Rewrite the listing below, changing every "door frame" to "window frame" and leaving everything else unchanged.

Start of INFORMATION SHOWN

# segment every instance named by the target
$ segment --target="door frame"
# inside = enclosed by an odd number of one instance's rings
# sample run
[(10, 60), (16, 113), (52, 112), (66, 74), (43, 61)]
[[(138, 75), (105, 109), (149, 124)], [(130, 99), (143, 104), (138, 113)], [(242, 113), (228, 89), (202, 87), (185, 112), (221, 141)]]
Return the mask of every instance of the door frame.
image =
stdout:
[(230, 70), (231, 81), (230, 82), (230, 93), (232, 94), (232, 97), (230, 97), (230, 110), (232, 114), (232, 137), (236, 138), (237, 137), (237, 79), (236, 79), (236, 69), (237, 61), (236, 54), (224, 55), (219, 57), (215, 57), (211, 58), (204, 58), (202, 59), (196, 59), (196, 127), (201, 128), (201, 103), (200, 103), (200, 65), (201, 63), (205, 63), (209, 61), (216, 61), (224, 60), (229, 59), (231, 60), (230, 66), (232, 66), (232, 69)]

End of INFORMATION SHOWN

*ANSWER TO THE PROBLEM*
# segment every instance named by the target
$ segment --target="window frame"
# inside = enclosed by an odd number of one instance's rings
# sample run
[(10, 60), (16, 113), (52, 112), (66, 74), (43, 61)]
[[(138, 75), (105, 109), (149, 124)], [(130, 99), (143, 104), (138, 113)], [(242, 113), (228, 89), (202, 87), (185, 112), (221, 141)]]
Return the mask of every instance of the window frame.
image =
stdout:
[(230, 70), (231, 81), (230, 82), (230, 93), (232, 94), (232, 97), (230, 97), (230, 110), (232, 114), (232, 137), (236, 138), (237, 137), (237, 79), (236, 79), (236, 69), (237, 61), (236, 54), (224, 55), (219, 57), (215, 57), (211, 58), (204, 58), (202, 59), (196, 59), (196, 127), (201, 128), (201, 103), (200, 103), (200, 65), (201, 63), (205, 63), (209, 61), (216, 61), (224, 60), (229, 59), (231, 60), (230, 66), (232, 66), (232, 69)]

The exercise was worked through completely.